By contrast, Obama seems to think the main problem with earmarks is a lack of visibility. To his credit, the Illinois senator co-sponsored (along with McCain) legislation that has made information about earmarks more readily available than ever before. He says earmark spending should be reduced, suggesting much of it is inappropriate.
Yet Obama, who is in his first term, also complains that earmarks are distributed based on seniority rather than "merit," and he worries that obtaining funding is too difficult for cities and nonprofit groups. One man's pork is another's job-generating, life-enhancing boon. Obama surely thinks all his earmark requests, which last year included money for theaters, museums, and hospitals in Chicago, are perfectly justified.
That goes quadruple for Hillary Clinton. According to Taxpayers for Common Sense, Clinton placed 10th in the Senate pork pulling competition last year, obtaining a total of $342 million in earmarks, almost four times Obama's haul. In the 2008 defense authorization bill, the New York senator received $148 million in earmarks, more than anyone except the chairman of the Senate Armed Services Committee. Her earmark total from 2002 to 2006 was $2.2 billion.
But according to Clinton, these expenditures, including money for "local artist space" in Buffalo, firefighting equipment in Oswego, "clean fuel buses" in Syracuse, the Historic Seneca Knitting Mill in Rochester, and the Eleanor Roosevelt Center in Val-Kill, are not earmarks. They are "Investments in New York," and she is "very proud" of every one.

_APPLY WHAT YOU READ_:
**A.** Using the earmarks passage, answer each of these questions in a few words:
(i) With which senator did Obama co-sponsor the legislation that made earmark information more available?
(ii) According to Taxpayers for Common Sense, where did Clinton place in the Senate pork competition last year?
(iii) What name does Clinton give to the expenditures she obtained?
**B.** Reproduce word for word the part of the earmarks passage that opens with the words containing "Yet Obama, who" and closes with "was $2.2 billion.".
The entries that follow the earmarks passage come from a different source.

_PROVIDED RECORDS_:
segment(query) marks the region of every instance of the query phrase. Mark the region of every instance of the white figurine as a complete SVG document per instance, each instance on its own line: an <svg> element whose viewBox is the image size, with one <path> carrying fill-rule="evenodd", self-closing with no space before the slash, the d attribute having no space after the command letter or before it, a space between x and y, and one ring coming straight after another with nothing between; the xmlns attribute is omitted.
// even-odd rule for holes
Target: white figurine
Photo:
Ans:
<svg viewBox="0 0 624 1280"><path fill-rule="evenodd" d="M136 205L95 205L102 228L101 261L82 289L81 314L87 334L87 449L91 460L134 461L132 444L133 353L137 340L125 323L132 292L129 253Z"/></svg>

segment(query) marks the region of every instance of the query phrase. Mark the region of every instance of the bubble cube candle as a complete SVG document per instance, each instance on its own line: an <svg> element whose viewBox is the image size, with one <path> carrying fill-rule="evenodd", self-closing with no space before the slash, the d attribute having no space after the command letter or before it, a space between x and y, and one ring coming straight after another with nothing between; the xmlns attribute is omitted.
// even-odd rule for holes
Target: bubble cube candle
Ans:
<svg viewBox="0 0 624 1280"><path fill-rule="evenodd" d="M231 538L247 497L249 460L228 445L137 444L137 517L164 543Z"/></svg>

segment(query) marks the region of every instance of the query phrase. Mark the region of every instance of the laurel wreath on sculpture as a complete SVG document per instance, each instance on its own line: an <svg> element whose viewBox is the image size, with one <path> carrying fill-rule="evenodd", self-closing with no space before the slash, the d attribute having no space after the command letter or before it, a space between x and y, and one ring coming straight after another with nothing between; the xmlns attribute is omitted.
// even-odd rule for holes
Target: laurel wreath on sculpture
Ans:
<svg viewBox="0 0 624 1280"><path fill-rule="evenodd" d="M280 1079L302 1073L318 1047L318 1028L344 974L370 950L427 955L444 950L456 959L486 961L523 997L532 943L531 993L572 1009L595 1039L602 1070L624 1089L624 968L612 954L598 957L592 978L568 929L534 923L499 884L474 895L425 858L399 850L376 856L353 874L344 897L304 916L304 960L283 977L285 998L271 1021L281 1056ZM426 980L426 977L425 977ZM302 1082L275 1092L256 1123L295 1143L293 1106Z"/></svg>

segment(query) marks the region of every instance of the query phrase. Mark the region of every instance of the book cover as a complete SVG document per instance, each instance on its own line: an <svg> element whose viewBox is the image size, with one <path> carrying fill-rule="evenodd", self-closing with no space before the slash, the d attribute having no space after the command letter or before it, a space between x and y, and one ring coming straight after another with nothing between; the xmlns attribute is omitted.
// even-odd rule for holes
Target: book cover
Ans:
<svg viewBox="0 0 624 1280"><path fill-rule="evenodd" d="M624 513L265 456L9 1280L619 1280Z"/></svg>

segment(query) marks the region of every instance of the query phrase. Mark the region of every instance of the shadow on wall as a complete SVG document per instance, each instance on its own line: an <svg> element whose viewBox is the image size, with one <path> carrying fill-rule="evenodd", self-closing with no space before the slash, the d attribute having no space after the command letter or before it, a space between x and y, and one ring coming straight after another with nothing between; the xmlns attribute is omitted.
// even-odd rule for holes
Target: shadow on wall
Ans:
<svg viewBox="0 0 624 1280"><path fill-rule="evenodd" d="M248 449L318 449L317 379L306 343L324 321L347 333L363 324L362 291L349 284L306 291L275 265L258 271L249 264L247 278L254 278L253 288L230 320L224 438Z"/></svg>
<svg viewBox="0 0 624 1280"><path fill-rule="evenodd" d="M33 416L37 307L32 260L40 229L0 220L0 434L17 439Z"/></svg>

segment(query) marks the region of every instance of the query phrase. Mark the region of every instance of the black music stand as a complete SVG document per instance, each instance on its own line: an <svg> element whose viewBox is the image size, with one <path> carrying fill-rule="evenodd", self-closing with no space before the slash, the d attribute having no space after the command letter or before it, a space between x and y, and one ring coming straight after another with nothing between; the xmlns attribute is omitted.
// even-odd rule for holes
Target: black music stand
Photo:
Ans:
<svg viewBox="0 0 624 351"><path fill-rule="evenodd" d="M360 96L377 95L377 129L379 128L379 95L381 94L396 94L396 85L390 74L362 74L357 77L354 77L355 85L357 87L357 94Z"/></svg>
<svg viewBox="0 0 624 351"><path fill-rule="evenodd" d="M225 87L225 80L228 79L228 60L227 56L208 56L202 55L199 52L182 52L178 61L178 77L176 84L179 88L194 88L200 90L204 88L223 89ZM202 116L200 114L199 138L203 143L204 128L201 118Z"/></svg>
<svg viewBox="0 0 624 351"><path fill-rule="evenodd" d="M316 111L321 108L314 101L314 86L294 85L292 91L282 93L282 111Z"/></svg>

_SET OF ANSWERS_:
**A.**
(i) McCain
(ii) 10th
(iii) "Investments in New York"

**B.**
Yet Obama, who is in his first term, also complains that earmarks are distributed based on seniority rather than "merit," and he worries that obtaining funding is too difficult for cities and nonprofit groups. One man's pork is another's job-generating, life-enhancing boon. Obama surely thinks all his earmark requests, which last year included money for theaters, museums, and hospitals in Chicago, are perfectly justified.
That goes quadruple for Hillary Clinton. According to Taxpayers for Common Sense, Clinton placed 10th in the Senate pork pulling competition last year, obtaining a total of $342 million in earmarks, almost four times Obama's haul. In the 2008 defense authorization bill, the New York senator received $148 million in earmarks, more than anyone except the chairman of the Senate Armed Services Committee. Her earmark total from 2002 to 2006 was $2.2 billion.